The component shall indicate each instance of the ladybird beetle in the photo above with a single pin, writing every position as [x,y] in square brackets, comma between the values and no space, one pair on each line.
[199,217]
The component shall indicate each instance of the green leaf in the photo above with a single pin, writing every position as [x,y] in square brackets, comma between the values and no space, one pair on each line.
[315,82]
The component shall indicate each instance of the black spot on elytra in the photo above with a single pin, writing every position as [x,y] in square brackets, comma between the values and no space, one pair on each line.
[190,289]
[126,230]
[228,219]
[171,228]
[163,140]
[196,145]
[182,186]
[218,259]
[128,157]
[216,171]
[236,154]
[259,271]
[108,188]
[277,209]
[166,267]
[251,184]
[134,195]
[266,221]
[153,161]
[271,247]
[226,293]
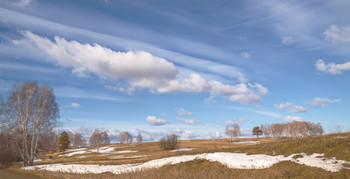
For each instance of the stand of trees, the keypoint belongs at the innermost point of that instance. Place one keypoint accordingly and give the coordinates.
(293, 129)
(139, 138)
(232, 130)
(63, 141)
(125, 137)
(99, 138)
(257, 131)
(169, 142)
(29, 113)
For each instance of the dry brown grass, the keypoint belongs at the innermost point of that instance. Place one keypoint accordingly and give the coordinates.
(335, 145)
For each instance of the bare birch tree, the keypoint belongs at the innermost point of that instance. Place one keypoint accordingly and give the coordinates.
(104, 138)
(139, 138)
(29, 113)
(78, 140)
(232, 131)
(125, 137)
(95, 139)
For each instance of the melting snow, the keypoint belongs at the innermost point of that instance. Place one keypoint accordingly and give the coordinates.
(246, 142)
(127, 157)
(125, 151)
(72, 153)
(231, 160)
(182, 149)
(103, 150)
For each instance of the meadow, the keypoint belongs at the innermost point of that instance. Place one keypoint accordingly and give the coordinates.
(334, 147)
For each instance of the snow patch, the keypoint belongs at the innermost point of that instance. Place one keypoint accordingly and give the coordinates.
(231, 160)
(74, 150)
(103, 150)
(125, 151)
(72, 153)
(182, 149)
(127, 157)
(247, 142)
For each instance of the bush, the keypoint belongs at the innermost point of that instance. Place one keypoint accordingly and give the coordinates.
(169, 142)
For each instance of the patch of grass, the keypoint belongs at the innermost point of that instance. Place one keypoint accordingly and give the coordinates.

* _REQUIREMENTS_
Can you convert every line of the listing above into a JSON list of strings, one string per line and no blank lines? Leave the pictures out.

* _TASK OUTPUT_
[
  "The component shall indicate each instance of the ladybird beetle in the photo above with a single pin, writing every position as [x,y] in square brackets, comma between the values and no space, one pair on each line.",
  "[199,217]",
  "The component shall indicate each instance of the green leaf in the photo above with a single pin, writing every position as [x,y] in square brackets, comma between the values and no space, one pair on each line.",
  "[315,82]",
  "The component shall indicate each instance of the black spot on elytra in the photo above with a single pin, writing every position as [x,y] in square brackets, comma between the values and no space, one pair on each line.",
  "[190,289]",
  "[126,230]",
  "[228,219]",
  "[171,228]",
  "[163,140]",
  "[196,145]",
  "[182,186]",
  "[218,259]",
  "[128,157]",
  "[216,171]",
  "[236,154]",
  "[259,271]",
  "[108,188]",
  "[277,209]",
  "[166,267]",
  "[251,184]",
  "[134,195]",
  "[266,221]",
  "[153,161]",
  "[271,247]",
  "[226,293]",
  "For each instance of the stand of trees, the keypoint belongs at the innermost point of that instance. Place one keypoint accordingly and give the coordinates.",
  "(293, 129)",
  "(139, 138)",
  "(232, 130)",
  "(63, 141)",
  "(125, 137)",
  "(99, 138)",
  "(257, 131)",
  "(169, 142)",
  "(29, 113)",
  "For each instance of the dry brown grass, the keypoint belongs at the innermost point of that instance. Place one keypoint accordingly and give the coordinates.",
  "(335, 145)",
  "For each instance of the bare birch tree, the keypoint belongs at the innermost point of that instance. Place one keypoint accordingly and give the coordinates.",
  "(104, 138)",
  "(139, 138)",
  "(29, 113)",
  "(78, 140)",
  "(232, 131)",
  "(125, 137)",
  "(95, 139)",
  "For each instance of the melting snow, the keypoint belongs at the innermost point of that instance. Place one keypoint accordingly and give the coordinates.",
  "(246, 142)",
  "(127, 157)",
  "(125, 151)",
  "(72, 153)",
  "(231, 160)",
  "(182, 149)",
  "(103, 150)",
  "For each instance of the meadow, the keypoint belongs at the innermost point of that instance. Place one keypoint accordingly and give the coordinates.",
  "(334, 147)",
  "For each instance of the snow patch, the keypoint belongs at the innermost point of that instance. Place one keypoint accordingly and give the coordinates.",
  "(231, 160)",
  "(74, 150)",
  "(103, 150)",
  "(125, 151)",
  "(72, 153)",
  "(182, 149)",
  "(127, 157)",
  "(247, 142)",
  "For each instance of the bush, the keypoint belongs at the innermost point of that instance. Place one keypoint accordingly and give the coordinates.",
  "(169, 142)",
  "For each instance of the patch of grass, the keypoint belongs at the innermost point of that instance. Place one keypoint accordingly and give the coordinates."
]